Extract every line of the data below and reproduce each one unchanged.

Entries from a pointing dataset:
══════════

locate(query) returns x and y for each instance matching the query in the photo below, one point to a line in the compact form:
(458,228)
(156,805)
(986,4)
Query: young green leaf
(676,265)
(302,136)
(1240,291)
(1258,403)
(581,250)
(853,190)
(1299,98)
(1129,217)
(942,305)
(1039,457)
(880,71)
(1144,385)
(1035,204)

══════════

**Answer to the problem:**
locate(query) returns x and y for each instance matching the query in the photo below, one point to a line in the compact form:
(458,228)
(156,805)
(986,4)
Query: young green leaf
(676,265)
(302,136)
(1240,291)
(1258,403)
(581,250)
(853,190)
(1299,98)
(1129,217)
(942,305)
(1039,457)
(880,71)
(1144,385)
(1035,204)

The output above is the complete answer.